— DATA TO USE —

────────────────

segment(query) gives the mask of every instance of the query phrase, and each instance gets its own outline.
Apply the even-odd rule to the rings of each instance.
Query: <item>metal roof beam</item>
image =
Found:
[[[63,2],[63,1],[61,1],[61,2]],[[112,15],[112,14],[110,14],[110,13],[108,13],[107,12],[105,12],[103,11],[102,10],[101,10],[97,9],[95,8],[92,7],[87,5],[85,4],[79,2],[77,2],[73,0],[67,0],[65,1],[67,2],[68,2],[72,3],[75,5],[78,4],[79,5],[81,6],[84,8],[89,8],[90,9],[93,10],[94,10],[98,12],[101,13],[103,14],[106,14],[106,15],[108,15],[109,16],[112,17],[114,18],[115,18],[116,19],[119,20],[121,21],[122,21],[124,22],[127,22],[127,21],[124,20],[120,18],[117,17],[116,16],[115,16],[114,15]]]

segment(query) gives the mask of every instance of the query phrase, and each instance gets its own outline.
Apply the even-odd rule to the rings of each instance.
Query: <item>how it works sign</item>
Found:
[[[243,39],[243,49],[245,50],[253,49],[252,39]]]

────────────────

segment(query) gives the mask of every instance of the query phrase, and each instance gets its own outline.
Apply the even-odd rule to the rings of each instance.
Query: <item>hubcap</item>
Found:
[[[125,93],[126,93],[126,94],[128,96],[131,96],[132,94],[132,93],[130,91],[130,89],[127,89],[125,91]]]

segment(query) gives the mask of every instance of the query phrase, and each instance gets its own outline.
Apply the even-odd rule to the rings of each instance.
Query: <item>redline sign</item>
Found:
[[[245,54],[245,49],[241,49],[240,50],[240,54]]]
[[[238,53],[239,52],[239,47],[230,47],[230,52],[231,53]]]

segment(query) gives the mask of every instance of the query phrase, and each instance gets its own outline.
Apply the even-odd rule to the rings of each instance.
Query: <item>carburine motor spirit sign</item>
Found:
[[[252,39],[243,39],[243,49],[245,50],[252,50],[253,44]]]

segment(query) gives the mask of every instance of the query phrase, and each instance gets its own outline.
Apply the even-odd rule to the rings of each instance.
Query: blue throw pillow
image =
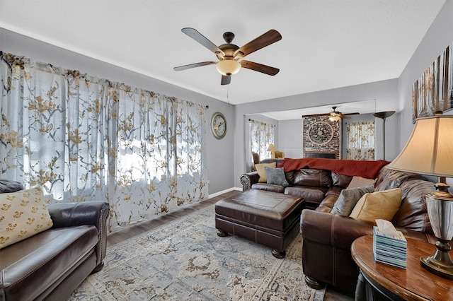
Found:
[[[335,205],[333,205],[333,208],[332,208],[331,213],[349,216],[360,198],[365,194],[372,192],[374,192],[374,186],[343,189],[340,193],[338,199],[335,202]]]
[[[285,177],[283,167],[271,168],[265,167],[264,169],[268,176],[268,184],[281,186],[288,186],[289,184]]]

────────────────

Count the lines in the material above that contain the string "item". Reply with the number alone.

— EXERCISE RESULT —
5